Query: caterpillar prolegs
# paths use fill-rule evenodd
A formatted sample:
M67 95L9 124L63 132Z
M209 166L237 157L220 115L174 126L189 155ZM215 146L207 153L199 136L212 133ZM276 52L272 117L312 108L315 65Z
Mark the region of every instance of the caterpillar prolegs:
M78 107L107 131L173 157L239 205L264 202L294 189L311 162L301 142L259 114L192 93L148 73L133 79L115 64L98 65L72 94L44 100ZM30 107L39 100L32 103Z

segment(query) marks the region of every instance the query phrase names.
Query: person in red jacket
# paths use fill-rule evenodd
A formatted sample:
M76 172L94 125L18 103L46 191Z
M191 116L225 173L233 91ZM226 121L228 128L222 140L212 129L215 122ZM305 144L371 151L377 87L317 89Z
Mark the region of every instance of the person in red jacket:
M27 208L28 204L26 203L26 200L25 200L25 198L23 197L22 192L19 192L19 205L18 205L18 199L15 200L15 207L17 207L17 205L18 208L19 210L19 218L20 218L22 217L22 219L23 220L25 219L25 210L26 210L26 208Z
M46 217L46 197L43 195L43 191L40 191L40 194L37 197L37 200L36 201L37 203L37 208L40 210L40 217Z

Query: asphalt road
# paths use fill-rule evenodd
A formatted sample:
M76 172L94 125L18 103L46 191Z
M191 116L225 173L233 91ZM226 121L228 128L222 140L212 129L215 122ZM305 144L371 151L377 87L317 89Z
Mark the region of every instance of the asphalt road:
###
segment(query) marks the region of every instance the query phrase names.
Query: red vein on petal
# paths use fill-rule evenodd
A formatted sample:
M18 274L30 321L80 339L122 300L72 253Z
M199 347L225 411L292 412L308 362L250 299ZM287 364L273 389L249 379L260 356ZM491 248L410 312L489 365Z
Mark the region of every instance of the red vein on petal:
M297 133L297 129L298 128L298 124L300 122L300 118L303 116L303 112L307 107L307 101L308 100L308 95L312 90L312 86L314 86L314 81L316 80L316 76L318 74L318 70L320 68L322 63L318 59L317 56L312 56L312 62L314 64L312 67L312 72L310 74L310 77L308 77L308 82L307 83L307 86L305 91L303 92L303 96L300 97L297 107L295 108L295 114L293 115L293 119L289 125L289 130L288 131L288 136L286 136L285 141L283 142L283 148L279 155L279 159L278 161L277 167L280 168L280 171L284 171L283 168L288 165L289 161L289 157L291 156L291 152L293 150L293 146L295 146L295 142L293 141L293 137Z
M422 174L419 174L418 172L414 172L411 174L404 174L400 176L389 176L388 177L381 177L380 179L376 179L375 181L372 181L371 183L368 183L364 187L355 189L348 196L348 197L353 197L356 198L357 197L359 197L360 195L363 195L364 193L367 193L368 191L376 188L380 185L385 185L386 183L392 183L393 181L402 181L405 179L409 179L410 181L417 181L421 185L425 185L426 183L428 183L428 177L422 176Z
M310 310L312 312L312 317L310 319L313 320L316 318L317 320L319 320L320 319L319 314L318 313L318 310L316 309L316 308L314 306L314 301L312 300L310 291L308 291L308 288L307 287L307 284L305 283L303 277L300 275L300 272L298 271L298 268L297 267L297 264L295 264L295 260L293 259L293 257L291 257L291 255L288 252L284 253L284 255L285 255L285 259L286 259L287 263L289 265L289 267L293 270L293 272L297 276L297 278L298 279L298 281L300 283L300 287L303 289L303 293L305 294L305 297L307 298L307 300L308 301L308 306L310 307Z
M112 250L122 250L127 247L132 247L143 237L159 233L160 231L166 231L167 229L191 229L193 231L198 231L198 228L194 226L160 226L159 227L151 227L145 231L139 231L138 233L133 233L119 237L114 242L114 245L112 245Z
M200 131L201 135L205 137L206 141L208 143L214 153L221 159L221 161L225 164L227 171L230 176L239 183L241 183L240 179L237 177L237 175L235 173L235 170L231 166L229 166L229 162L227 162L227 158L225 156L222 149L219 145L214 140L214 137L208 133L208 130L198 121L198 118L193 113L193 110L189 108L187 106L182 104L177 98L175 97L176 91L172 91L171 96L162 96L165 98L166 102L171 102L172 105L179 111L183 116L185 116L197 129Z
###
Write out the lines unchanged, starting with the line containing "Query: asphalt road" and ending with the line containing "Mark the region of every instance of the asphalt", both included.

Solution to this problem ▸
Query: asphalt road
# paths use fill-rule evenodd
A formatted sample:
M76 172L94 125L18 103L46 191Z
M191 116L225 173L233 91ZM226 121L228 128L222 140L212 129L215 122ZM305 144L371 151L377 87L317 89Z
Mark the region of every instance of the asphalt road:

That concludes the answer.